Objective |
Reproduce the listing below line for line, keeping every word and number unchanged. Leave the pictures out of your answer.
++++++++++
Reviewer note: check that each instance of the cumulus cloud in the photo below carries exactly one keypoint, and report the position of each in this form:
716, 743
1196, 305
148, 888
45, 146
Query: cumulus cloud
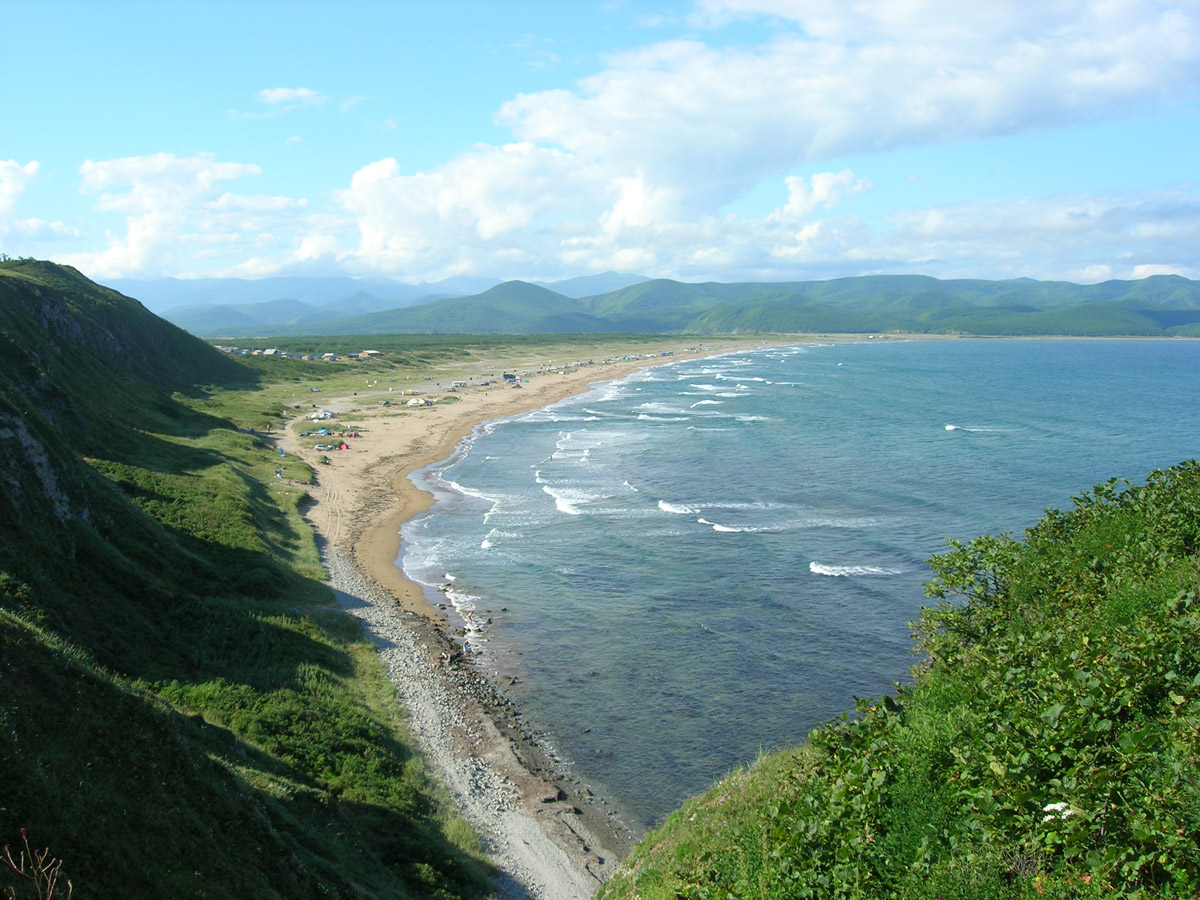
++++++++++
Written solution |
Reviewer note: check that each instance of the cumulus cloud in the photo below carries exactly one keypoint, and report the position of each in this form:
716, 743
1196, 305
148, 888
45, 146
Query: cumulus cloud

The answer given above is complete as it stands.